INSTRUCTIONS TO FOLLOW: The records below must be duplicated exactly, character for character.

DATA:
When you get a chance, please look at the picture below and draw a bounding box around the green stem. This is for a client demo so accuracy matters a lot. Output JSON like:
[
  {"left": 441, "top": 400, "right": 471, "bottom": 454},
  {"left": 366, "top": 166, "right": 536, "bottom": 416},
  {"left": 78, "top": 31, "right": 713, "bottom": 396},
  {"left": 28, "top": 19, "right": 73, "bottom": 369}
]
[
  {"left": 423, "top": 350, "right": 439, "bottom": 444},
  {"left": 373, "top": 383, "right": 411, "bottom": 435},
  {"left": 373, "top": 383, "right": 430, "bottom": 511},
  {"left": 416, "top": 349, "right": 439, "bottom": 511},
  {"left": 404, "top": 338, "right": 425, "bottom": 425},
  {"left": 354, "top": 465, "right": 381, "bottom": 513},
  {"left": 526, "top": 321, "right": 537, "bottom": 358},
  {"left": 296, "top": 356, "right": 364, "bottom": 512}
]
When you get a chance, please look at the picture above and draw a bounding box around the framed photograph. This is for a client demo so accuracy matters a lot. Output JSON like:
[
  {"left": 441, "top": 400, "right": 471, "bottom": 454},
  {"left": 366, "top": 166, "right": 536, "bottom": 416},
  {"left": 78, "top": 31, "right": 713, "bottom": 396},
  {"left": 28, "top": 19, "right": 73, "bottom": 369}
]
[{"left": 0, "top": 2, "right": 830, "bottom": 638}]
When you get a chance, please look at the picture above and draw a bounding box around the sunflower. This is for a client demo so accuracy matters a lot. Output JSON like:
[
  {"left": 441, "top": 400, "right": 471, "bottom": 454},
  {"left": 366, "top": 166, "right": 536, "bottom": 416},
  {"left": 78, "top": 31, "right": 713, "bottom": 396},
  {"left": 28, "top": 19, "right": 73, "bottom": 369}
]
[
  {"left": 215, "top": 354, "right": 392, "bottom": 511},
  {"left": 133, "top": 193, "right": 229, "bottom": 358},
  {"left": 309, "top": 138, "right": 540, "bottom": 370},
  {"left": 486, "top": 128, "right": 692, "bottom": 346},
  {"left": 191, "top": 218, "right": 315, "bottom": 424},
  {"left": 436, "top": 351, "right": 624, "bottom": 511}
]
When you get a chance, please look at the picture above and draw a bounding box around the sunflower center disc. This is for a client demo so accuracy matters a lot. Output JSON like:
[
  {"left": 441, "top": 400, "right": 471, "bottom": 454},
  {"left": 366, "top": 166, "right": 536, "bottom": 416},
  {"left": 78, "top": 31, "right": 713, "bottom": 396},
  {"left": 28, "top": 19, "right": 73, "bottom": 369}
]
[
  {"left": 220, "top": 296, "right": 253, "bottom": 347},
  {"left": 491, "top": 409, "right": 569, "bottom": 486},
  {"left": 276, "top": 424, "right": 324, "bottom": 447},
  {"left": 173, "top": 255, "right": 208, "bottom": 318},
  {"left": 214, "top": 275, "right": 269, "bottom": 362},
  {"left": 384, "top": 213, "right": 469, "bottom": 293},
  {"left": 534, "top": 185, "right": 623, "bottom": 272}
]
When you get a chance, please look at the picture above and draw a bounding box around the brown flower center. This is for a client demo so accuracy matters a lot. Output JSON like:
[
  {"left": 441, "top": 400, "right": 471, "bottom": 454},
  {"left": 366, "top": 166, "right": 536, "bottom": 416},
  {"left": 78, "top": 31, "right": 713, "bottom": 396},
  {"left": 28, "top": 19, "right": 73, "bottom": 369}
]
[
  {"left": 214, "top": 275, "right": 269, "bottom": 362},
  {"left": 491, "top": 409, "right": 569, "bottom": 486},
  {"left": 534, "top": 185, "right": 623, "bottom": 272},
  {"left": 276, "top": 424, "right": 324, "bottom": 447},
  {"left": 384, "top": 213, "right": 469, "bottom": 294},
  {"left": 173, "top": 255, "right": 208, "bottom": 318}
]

EXERCISE ANSWER:
When you get a chance, please look at the picture below and draw a bounding box around the green stem. This is for a client demo so accuracy matters a lot. Output JSON like:
[
  {"left": 441, "top": 400, "right": 471, "bottom": 454},
  {"left": 366, "top": 166, "right": 536, "bottom": 416},
  {"left": 78, "top": 31, "right": 713, "bottom": 396},
  {"left": 28, "top": 19, "right": 73, "bottom": 369}
]
[
  {"left": 423, "top": 350, "right": 439, "bottom": 444},
  {"left": 373, "top": 383, "right": 411, "bottom": 435},
  {"left": 373, "top": 383, "right": 430, "bottom": 511},
  {"left": 416, "top": 349, "right": 439, "bottom": 511},
  {"left": 404, "top": 338, "right": 425, "bottom": 425},
  {"left": 354, "top": 465, "right": 381, "bottom": 513},
  {"left": 526, "top": 321, "right": 537, "bottom": 358},
  {"left": 296, "top": 356, "right": 364, "bottom": 512}
]
When you get a chance, please look at the picture above and draw a bounding box around the framed photograph. This is for a client demo so accuracy matters a lot. Output JSON like:
[
  {"left": 441, "top": 400, "right": 471, "bottom": 454},
  {"left": 366, "top": 166, "right": 536, "bottom": 416},
  {"left": 78, "top": 31, "right": 713, "bottom": 396},
  {"left": 28, "top": 19, "right": 73, "bottom": 369}
]
[{"left": 0, "top": 2, "right": 830, "bottom": 638}]
When you get a chance, please look at the picture above and draw a bounding box around the sunflower. This is for a client demo so accuracy matters a lot. Output JSON like:
[
  {"left": 441, "top": 400, "right": 471, "bottom": 454},
  {"left": 366, "top": 166, "right": 536, "bottom": 416},
  {"left": 78, "top": 31, "right": 713, "bottom": 396},
  {"left": 28, "top": 19, "right": 73, "bottom": 369}
]
[
  {"left": 215, "top": 354, "right": 392, "bottom": 511},
  {"left": 133, "top": 193, "right": 229, "bottom": 358},
  {"left": 309, "top": 138, "right": 540, "bottom": 370},
  {"left": 486, "top": 128, "right": 692, "bottom": 346},
  {"left": 191, "top": 218, "right": 315, "bottom": 424},
  {"left": 436, "top": 351, "right": 624, "bottom": 511}
]
When you get a chance, please look at the picture above and draw a bounding box around the sunflower center disc. This is for a client demo so accuracy matters a lot. Output JSON like:
[
  {"left": 441, "top": 400, "right": 471, "bottom": 454},
  {"left": 366, "top": 166, "right": 536, "bottom": 416},
  {"left": 78, "top": 31, "right": 713, "bottom": 396},
  {"left": 28, "top": 19, "right": 73, "bottom": 369}
]
[
  {"left": 220, "top": 296, "right": 253, "bottom": 347},
  {"left": 491, "top": 409, "right": 569, "bottom": 486},
  {"left": 276, "top": 424, "right": 324, "bottom": 447},
  {"left": 173, "top": 255, "right": 208, "bottom": 318},
  {"left": 214, "top": 275, "right": 269, "bottom": 362},
  {"left": 384, "top": 213, "right": 469, "bottom": 293},
  {"left": 534, "top": 185, "right": 623, "bottom": 272}
]
When you get a chance, please look at the picture above and draw a bounding box around the brown flower center. This is for a client demo so accuracy matters a lot. Output JSON like:
[
  {"left": 441, "top": 400, "right": 471, "bottom": 454},
  {"left": 366, "top": 166, "right": 536, "bottom": 416},
  {"left": 78, "top": 31, "right": 713, "bottom": 396},
  {"left": 28, "top": 19, "right": 73, "bottom": 369}
]
[
  {"left": 214, "top": 275, "right": 269, "bottom": 362},
  {"left": 491, "top": 409, "right": 569, "bottom": 486},
  {"left": 534, "top": 185, "right": 623, "bottom": 272},
  {"left": 276, "top": 424, "right": 324, "bottom": 447},
  {"left": 384, "top": 213, "right": 469, "bottom": 294},
  {"left": 173, "top": 255, "right": 208, "bottom": 318}
]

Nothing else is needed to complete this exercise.